▶ _CONSIGNE A_: Recopiez à l'identique le passage de l'extrait sur les cunning folk, de « Selon Wikipédia, on » à « sociaux et religieux. ».

▶ _EXTRAIT_:

Cunning folk est un terme que je retrouve souvent au cours de mes lectures et traductions. Même si j’ai déjà traduit un article à ce sujet, j’aimerais revenir sur ce terme pour encore plus de clarté.

Le cunning man ou la cunning woman pratique la guérison ou plus précisément la médecine traditionnelle et magique, la divination, la magie populaire/des campagnes, la communication avec les esprits, il/elle lève également les sorts…

Des auteurs wiccans, comme Raymond Buckland dans « Wicca for One » ou encore Rosemary Ellen Guiley dans « the Encyclopedia of witches, witchcraft and wicca », expliquent que le mot cunning viendrait du Vieil Anglais kenning qui signifie « sage » ou « savant ». Pour eux, les cunning men et cunning women sont donc des hommes et femmes sages.

  • Le terme cunning, son origine :

Notre premier réflexe est de chercher le mot dans le dictionnaire d’anglais, mais cunning comme on l’emploie de nos jours ne nous renseigne pas vraiment sur ce que sont les cunning folk. En effet, le sens premier de cunning aujourd’hui est : rusé, malin, fourbe, trompeur… Il faut donc rechercher son étymologie.

Voici ce que The Compact Oxford English Dictionary explique sur l’origine du mot cunning :

« Moyen anglais : provient peut-être du vieux norrois kunnandi « le savoir », du [verbe] kunna « savoir » (apparenté au verbe to can, savoir/avoir appris, dans le sens de capacité), ou provient peut-être du moyen anglais cunne, une variante obsolète de can. Le sens original était « (possédant) une érudition ou un don » et n’a aucun rapport avec la duperie ; le sens de « duplicité » date de la fin du moyen anglais. »

Une explication qui aurait davantage de sens dans notre contexte.

  • Mais chez nous, en France…

Selon Wikipédia, on retrouve ce genre de praticiens dans toute l’Europe chrétienne depuis au moins le XVe siècle, dans le contexte de traditions populaires diverses. Même si bien sûr, on peut imaginer qu’ils ont existé de tout temps, sous d’autres noms et dans bien d’autres contextes culturels, sociaux et religieux.

Au fil de mes lectures, je suis tombée sur Antoine Court de Gébelin et son livre : Le Monde primitif analysé et comparé avec le monde moderne considéré dans son génie allégorique (XVIIIe siècle) où il explique l’origine du terme « gonin » et le rapproche de cunning-man.

Il s’agit d’un terme que l’on retrouve exclusivement dans les phrases populaires ou proverbiales : « Un Maître-Gonin » ou « un tour de Maître-Gonin » et qui désigne un maître passé en ruses et artifices, un homme fin et rusé.

▶ _MATÉRIEL D'EXERCICE_:
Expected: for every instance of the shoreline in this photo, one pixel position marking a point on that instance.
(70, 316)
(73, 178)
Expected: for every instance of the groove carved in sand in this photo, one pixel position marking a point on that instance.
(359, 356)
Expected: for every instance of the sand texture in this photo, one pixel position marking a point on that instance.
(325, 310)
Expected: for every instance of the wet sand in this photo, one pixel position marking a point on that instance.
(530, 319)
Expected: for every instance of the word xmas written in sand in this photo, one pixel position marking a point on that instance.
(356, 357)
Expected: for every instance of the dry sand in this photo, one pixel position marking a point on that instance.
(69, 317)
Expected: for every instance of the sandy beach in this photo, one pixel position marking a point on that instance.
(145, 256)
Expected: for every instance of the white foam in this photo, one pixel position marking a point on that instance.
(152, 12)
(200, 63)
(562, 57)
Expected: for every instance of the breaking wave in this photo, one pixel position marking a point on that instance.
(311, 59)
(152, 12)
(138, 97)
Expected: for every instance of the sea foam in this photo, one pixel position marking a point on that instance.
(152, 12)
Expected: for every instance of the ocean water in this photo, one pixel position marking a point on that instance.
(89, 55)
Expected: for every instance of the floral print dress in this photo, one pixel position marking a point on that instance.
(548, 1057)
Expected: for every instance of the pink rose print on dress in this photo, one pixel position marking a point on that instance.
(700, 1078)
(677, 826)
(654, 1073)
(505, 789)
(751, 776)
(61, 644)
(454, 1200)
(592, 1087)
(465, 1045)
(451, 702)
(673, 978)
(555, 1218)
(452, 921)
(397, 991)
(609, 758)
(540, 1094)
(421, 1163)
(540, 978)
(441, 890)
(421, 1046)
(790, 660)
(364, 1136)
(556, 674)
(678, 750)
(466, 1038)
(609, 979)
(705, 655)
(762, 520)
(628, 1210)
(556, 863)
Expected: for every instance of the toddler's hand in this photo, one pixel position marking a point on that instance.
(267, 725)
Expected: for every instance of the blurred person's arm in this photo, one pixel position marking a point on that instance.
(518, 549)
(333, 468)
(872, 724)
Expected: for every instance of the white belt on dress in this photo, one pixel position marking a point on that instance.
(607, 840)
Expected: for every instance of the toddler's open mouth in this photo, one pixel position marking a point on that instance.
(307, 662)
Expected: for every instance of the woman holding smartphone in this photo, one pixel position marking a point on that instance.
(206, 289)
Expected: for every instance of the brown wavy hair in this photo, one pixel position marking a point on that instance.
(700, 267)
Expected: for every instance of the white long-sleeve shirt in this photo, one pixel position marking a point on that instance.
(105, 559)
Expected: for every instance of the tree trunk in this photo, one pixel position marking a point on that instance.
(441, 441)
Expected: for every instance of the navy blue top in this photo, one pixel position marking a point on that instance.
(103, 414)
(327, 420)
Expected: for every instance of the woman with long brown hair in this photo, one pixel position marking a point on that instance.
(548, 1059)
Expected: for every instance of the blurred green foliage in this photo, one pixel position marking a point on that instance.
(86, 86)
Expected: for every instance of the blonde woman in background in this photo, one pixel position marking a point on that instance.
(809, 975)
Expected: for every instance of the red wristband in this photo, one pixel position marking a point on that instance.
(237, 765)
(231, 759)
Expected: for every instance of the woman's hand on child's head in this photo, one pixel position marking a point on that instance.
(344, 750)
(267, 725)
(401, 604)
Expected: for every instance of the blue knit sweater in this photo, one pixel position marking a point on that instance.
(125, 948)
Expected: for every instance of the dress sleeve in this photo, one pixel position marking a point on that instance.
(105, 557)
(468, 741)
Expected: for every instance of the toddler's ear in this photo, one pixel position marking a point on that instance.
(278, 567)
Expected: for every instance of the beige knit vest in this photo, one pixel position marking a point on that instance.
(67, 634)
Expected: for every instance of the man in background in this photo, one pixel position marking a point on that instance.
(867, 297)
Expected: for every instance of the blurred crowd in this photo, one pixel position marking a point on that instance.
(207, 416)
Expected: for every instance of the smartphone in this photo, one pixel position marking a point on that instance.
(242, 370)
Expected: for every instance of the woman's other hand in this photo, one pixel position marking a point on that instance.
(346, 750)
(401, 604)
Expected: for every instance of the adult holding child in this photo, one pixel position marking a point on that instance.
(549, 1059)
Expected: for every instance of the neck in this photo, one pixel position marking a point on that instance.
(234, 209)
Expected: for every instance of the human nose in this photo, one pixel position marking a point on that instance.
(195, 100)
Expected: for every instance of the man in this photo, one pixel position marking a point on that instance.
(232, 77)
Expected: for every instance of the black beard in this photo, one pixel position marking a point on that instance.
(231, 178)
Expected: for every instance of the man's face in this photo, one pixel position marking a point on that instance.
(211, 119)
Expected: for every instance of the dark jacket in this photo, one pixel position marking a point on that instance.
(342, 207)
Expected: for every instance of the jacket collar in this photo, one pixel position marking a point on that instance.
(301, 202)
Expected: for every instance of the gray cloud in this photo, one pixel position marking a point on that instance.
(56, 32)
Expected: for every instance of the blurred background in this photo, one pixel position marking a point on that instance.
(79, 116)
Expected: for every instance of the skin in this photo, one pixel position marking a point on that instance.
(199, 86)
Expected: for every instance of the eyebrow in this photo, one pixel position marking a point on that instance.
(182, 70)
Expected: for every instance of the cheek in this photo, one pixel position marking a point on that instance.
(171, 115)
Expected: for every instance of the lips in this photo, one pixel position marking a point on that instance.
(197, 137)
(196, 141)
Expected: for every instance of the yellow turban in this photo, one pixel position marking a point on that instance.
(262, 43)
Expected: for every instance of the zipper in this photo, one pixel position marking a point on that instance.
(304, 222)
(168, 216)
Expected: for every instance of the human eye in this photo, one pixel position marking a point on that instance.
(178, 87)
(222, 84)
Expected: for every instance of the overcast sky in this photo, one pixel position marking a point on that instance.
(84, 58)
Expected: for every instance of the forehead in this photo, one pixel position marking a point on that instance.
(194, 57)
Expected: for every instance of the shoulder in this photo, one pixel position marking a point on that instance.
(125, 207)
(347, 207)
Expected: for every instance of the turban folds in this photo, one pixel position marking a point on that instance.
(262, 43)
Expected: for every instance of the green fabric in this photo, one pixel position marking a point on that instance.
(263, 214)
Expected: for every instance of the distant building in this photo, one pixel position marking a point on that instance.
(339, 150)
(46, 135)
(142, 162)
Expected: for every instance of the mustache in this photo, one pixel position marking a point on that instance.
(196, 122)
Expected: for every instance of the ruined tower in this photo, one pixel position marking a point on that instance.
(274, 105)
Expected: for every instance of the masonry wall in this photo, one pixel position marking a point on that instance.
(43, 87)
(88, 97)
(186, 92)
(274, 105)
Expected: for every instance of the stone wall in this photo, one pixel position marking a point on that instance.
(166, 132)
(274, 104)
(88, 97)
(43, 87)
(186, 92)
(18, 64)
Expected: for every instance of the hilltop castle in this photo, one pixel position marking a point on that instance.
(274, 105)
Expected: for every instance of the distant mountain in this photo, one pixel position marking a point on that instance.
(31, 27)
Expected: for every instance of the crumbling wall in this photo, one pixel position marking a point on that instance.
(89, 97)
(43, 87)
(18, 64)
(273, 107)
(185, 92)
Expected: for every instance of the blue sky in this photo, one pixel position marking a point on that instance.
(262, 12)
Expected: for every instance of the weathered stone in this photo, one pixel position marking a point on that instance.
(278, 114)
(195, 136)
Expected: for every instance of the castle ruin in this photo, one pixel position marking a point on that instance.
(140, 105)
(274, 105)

--

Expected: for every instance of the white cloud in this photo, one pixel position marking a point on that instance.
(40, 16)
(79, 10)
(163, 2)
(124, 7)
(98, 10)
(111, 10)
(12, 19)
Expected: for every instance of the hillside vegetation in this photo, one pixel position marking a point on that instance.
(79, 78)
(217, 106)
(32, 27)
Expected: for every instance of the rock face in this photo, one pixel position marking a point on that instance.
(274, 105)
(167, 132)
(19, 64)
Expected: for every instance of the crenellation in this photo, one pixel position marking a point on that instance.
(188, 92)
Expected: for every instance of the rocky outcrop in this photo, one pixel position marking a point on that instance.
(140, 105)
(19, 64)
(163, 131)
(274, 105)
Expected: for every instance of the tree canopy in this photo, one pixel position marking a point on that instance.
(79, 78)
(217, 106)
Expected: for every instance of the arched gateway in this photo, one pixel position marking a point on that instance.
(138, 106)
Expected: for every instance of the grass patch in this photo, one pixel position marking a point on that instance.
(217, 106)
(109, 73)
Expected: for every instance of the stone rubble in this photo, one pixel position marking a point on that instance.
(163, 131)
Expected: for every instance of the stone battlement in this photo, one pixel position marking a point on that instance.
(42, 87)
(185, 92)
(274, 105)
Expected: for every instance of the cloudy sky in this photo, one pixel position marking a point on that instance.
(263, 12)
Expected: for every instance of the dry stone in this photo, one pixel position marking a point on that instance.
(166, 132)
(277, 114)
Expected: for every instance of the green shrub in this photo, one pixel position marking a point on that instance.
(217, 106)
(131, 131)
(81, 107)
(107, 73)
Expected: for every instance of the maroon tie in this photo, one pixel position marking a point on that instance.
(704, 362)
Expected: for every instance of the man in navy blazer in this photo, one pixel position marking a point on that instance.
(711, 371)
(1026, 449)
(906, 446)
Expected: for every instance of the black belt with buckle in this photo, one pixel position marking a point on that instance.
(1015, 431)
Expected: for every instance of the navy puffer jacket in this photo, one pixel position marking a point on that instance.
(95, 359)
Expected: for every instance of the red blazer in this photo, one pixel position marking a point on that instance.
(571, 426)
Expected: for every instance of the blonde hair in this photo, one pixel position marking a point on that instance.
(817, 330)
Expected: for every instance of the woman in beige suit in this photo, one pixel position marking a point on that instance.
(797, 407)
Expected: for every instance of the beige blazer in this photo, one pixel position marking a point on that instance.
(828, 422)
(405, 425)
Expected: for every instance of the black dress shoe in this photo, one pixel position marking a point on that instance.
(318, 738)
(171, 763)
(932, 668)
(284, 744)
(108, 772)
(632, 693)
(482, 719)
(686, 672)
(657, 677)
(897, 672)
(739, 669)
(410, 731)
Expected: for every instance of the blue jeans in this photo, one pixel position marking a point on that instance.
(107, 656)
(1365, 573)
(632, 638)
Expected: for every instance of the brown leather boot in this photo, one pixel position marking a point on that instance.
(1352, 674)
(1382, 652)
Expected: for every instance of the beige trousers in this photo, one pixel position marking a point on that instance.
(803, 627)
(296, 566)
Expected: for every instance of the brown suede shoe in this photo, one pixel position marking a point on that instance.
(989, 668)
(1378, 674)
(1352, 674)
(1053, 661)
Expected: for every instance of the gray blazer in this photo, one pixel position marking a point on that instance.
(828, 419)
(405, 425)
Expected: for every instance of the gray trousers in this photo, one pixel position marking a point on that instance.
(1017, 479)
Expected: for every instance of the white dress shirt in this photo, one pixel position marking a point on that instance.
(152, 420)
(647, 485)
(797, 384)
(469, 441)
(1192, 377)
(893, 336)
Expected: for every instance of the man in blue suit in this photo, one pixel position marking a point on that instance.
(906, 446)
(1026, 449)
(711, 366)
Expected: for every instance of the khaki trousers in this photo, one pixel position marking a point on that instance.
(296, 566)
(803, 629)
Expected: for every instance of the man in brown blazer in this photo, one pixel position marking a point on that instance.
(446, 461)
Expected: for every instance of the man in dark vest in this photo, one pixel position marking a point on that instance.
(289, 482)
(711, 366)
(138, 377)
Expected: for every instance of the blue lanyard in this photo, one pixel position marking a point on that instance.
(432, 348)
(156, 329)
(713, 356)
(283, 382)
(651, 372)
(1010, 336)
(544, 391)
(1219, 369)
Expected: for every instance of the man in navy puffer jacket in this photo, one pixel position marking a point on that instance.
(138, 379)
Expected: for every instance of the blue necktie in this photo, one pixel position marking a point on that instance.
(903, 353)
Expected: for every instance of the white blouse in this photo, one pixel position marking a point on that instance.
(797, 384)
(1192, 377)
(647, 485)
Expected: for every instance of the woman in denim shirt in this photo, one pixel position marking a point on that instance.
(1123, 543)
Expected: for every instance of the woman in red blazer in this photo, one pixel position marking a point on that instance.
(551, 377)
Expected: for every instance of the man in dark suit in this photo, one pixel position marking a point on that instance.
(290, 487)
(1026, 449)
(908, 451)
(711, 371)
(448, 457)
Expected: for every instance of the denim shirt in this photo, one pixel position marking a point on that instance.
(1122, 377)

--

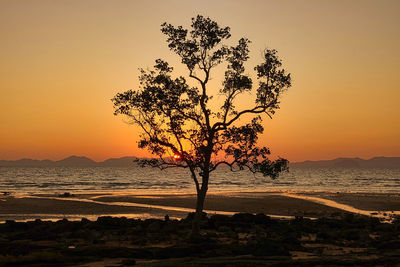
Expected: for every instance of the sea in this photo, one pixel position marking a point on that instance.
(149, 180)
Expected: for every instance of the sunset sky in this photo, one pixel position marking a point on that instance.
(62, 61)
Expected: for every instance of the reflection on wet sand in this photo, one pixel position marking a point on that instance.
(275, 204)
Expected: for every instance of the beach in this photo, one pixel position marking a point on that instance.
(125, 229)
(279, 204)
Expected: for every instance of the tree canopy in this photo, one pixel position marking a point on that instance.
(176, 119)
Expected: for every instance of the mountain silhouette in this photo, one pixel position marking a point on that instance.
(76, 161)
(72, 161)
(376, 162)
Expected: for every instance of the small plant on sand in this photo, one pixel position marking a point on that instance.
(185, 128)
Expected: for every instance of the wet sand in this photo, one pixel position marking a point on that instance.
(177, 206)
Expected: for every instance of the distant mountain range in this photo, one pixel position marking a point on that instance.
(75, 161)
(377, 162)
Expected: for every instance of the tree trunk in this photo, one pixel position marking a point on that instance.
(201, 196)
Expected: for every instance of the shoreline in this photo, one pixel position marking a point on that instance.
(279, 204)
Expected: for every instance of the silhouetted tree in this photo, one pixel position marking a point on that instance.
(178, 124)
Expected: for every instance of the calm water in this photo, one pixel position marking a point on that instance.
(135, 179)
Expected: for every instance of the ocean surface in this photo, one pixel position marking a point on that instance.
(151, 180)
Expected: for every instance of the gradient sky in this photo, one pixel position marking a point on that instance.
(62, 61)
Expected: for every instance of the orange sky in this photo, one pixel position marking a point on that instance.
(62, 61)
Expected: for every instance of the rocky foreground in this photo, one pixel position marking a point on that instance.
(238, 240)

▶ _CONSIGNE B_: Sélectionnez chaque ligne des enregistrements qui contient le mot « background ». La casse compte.

▶ _RÉPONSE ATTENDUE A_:
Selon Wikipédia, on retrouve ce genre de praticiens dans toute l’Europe chrétienne depuis au moins le XVe siècle, dans le contexte de traditions populaires diverses. Même si bien sûr, on peut imaginer qu’ils ont existé de tout temps, sous d’autres noms et dans bien d’autres contextes culturels, sociaux et religieux.

▶ _RÉPONSE ATTENDUE B_:
Expected: for every instance of the blonde woman in background in this photo, one pixel position marking a point on that instance.
Expected: for every instance of the man in background in this photo, one pixel position marking a point on that instance.
Expected: for every instance of the blurred background in this photo, one pixel position marking a point on that instance.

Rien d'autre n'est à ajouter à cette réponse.